Page extract:
________________

View Full Version : Throttle hand position?


TOMGRUNT
28th May 2005, 13:51
Greetings!
Back on a bike after 30 years. Safety course all booked up and just started venturing on the road cautiously.
My question is: What is the safe position for right hand? I noticed during my first ride I grip throttle full hand and seem to be clunky to then transition to get in braking position.
Is there a preferred safe form for this hand position? Different positions for varying riding circumstances? Personal preferances?
Want to take Safety course ASAP but need this info in the interim.
Thanks in advance for any input!
S/F
T.G.

cantolina
28th May 2005, 14:01
Keep your wrist at LEAST level with the throttle grip....no higher....wrist "low on the throttle" is what is taught...

If you hit a bump, lose your balance, etc, you don't want a fistful of HP getting away from you...you can always reach up and get more...I had this shown to me in MSF, and I hit a bump yesterday that could have been disasterous had I not had my wrist so low.....I did goose the gas accidentally with the bump, but it was minor.....

Let me know if any of this doesn't make sense to you....

Ride safe, and GET THAT COURSE!!! :)

daesdaemar
28th May 2005, 14:02
I know MSF course stresses holding throttle grip with a downward bend in the wrist. Problem for some folks seems to be position of brake lever. They actually gas the throttle when reaching for the brake lever.

jfunk
29th May 2005, 13:41
T.G.

When I took the MSF course last year, they said that your wrist should be slightly down. To find this position, take a small straight edge (such as a CD case, book, etc.) and lay it across your forearm and the back of your hand. You should be able to see light between the edge and your wrist.

The thinking is that when you reach for the brake, you will automatically roll off the throttle with the forward motion of your hand. This works very well, at least for me. Hope this helps.

TOMGRUNT
29th May 2005, 19:33
I am so green it all helps!
As I have been riding the past three days I seem to be getting a little less clunky with the reaching for the brake. Initially I was trying to keep a few fingers on the brake being nervous, now it's easier to transition from hand wrapped on throttle to reaching for the brake.
Don't wanna get locked into bad habits right off the bat! :tour Unsure of best practices.

Now same thing with rear footbrake, was riding with toes positioned for quick stop and ankle was very uncomfortable. Now riding with foot on the peg and kinda left tap that foot to the pedal. seems to be working fine and much more comfortable. Hoping this is correct form?
S/F
T.G.

It's great having an opportunity to bounce these issues off Y'all! :D

cantolina
29th May 2005, 21:24
I am so green it all helps!
As I have been riding the past three days I seem to be getting a little less clunky with the reaching for the brake. Initially I was trying to keep a few fingers on the brake being nervous, now it's easier to transition from hand wrapped on throttle to reaching for the brake.
Don't wanna get locked into bad habits right off the bat! :tour Unsure of best practices.

Now same thing with rear footbrake, was riding with toes positioned for quick stop and ankle was very uncomfortable. Now riding with foot on the peg and kinda left tap that foot to the pedal. seems to be working fine and much more comfortable. Hoping this is correct form?
S/F
T.G.

It's great having an opportunity to bounce these issues off Y'all! :D

Be very careful with the use of your rear brake.....

Locking your rear wheel, and then letting go will result in a high-side (you, getting thrown off, face first, with the bike closely behind)

________________

(Rows excerpted from a collection)
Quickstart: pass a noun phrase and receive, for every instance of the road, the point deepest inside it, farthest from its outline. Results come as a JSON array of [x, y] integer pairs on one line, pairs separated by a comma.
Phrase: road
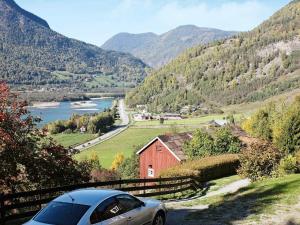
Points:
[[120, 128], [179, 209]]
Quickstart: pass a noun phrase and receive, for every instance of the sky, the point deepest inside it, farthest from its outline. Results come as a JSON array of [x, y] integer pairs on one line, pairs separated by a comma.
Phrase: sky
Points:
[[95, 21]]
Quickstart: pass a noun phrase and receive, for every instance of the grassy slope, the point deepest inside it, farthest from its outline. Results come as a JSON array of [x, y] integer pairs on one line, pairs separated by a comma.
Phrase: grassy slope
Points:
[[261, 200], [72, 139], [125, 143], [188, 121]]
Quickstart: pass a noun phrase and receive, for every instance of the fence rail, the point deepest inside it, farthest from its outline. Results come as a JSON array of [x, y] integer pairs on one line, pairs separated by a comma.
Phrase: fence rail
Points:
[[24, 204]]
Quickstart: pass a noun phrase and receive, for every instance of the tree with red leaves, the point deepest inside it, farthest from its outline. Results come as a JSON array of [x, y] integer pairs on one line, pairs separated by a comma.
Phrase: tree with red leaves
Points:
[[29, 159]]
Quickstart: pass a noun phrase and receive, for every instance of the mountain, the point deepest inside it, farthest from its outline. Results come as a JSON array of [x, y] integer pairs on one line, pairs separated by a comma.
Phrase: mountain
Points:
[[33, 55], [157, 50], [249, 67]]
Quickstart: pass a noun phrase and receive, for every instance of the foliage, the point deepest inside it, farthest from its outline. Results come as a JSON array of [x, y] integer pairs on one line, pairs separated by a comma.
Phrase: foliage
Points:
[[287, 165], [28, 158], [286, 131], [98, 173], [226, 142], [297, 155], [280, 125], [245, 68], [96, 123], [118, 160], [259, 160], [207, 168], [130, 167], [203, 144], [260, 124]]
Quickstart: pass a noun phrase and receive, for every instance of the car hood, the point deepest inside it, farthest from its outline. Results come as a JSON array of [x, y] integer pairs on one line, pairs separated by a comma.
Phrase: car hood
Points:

________________

Stated problem:
Extend the motorcycle forum thread on throttle hand position from where it stops.

Result of this task:
Remember that 70% of your braking power is in the front....30% in the back....the inertia involved throws the weight to the front tire....( that's why) Use your front brake as much as possible, and leave the back brake to "extra" braking, and slow speed control...

Get signed up for an MSF course ASAP....you'll be SO GLAD you did...I can't express it enough....

dabronco
29th May 2005, 21:44
Not only hand position but lever position is important. Alot of bikes I've ridden have had the levers too high for my taste. I almost always adjust the levers down a little so when they are pulled in, your wrists are straight. On a dirt bike, they would be lower still, allowing for the fact that you are standing alot of the time. Shift and brake levers aren't excluded from my adjustment either. I usually adjust my shifter so it's just at my toe in the relaxed riding position, and the brake is at the sole of my boot. It makes riding a very relaxed affair for me and emergency activation of the controls are never fumbled. What worked for the last owner of the bike, or the dealer's assembler is rarely ever right for you. Take the time to experiment with the control positions and just RIDE as much as you can. Listen to fellow EXPERIENCED riders. When you can ride smoothly, and without it wearing you out, you've got the adjustments and technique nailed.

Gary
29th May 2005, 23:05
You're doing better by taking your hands off the levers. DO NOT keep your fingers on the brake or clutch like you would on a dirt bike. Don't cover the rear brake either.

The best way to give yourself some extra time in case of an emergency, is to keep 2-3 seconds between you and the car in front of you. That will give you enough time to move your fingers or toes three inches.

Like Chuck said stay away from that rear brake until you get used to stopping with just the front brake. Your front brake will always be your primary brake.


One thing that no ones mentioned yet that the course teaches you is to steer with your nose. Always use your nose for steering. Okay I really am being serious... just don't use your nose like you're imagining right now, keep it off the grips.

Your bike will almost always go where you are pointing your nose. If you are doing a U turn and point your nose at the pavement, you will probably fall over; if you point toward the shoulder, you will probably turn wide; if you are pointing your nose were you want to go after the U turn you will probably make the turn.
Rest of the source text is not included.